## Begin Source excerpt

Lately Taifa Stars were pictured training there, and the ground looked well kept; a private developer could easily improve stands to make viewing more comfortable, and the stadium more profitable.

Ashanti, the nearby side could have it as home, or the other two.
When TFF can`t maintain one national stadium which is far less demanding in its facilities, how can it be expected to maintain another major stadium that is far more demanding in its facilities – along with the older stadium it can hardly manage now?

Isn’t it evident that this will be too much of a burden on the TFF, not due to its resources per se, but rather its administrative capacity assuming that its sources of cash will remain roughly the same? Is it relevant to listen to the coach?

There is however one difference between the Mwanza atmosphere and the wish to redevelop Nyamagana Stadium, and the National Stadium, that the regions have in the past decades proved far more dynamic to organize activities like building of stadia, unlike Dar es Salaam.

Many regions put up new stadia or revamped those built earlier, either at independence or quite before it, including Arusha, Mwanza, Iringa, Mbeya, Tabora, Bukoba, etc unlike Dar es Salaam.

So the tendency to sleep and wait for the government or ‘sponsors’ to bring in the money for stadia implies that no one will have an idea of redeveloping the National Stadium, after the new stadium starts being used, as it will largely become redundant for league ties.

So the pundits should brace for both an irrelevant National Stadium that only waits for some auxiliary activities that would at present take place at the Karume Memorial Stadium, like training for Taifa Stars, just to appear to make use of the pitch.

The national side could settle in camp anywhere, as it has often used the Sheikh Amri Abeid Memorial Stadium in Arusha, and at times even the pitch of the University of Dar es Salaam.

There is no shortage of usable premises for such need.

## End Source excerpt

> **Written exercise**:
For each statement, say yes or no to whether the stadium excerpt supports it, and quote the exact words that decide it.
1. The national side has often used the Sheikh Amri Abeid Memorial Stadium in Arusha.
2. In past decades Dar es Salaam has been more dynamic than the regions in building stadia.
3. The burden on the TFF would come from its resources per se.
Rely on the stadium excerpt alone.

## Begin Collected data

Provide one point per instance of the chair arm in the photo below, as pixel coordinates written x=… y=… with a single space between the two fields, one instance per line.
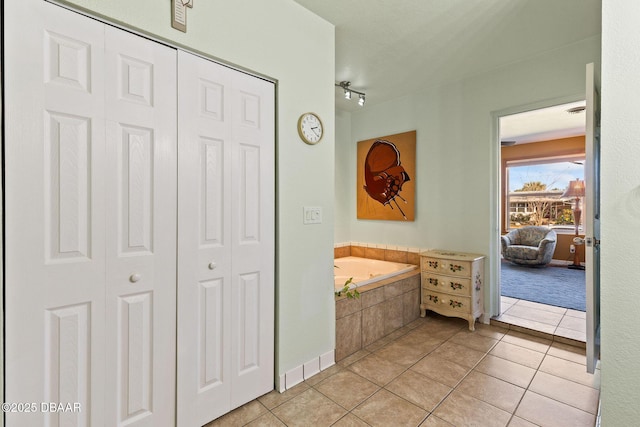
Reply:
x=505 y=242
x=544 y=242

## End Collected data

> **Result**:
1. Yes: "as it has often used the Sheikh Amri Abeid Memorial Stadium in Arusha"
2. No: "the regions have in the past decades proved far more dynamic to organize activities like building of stadia, unlike Dar es Salaam"
3. No: "not due to its resources per se, but rather its administrative capacity"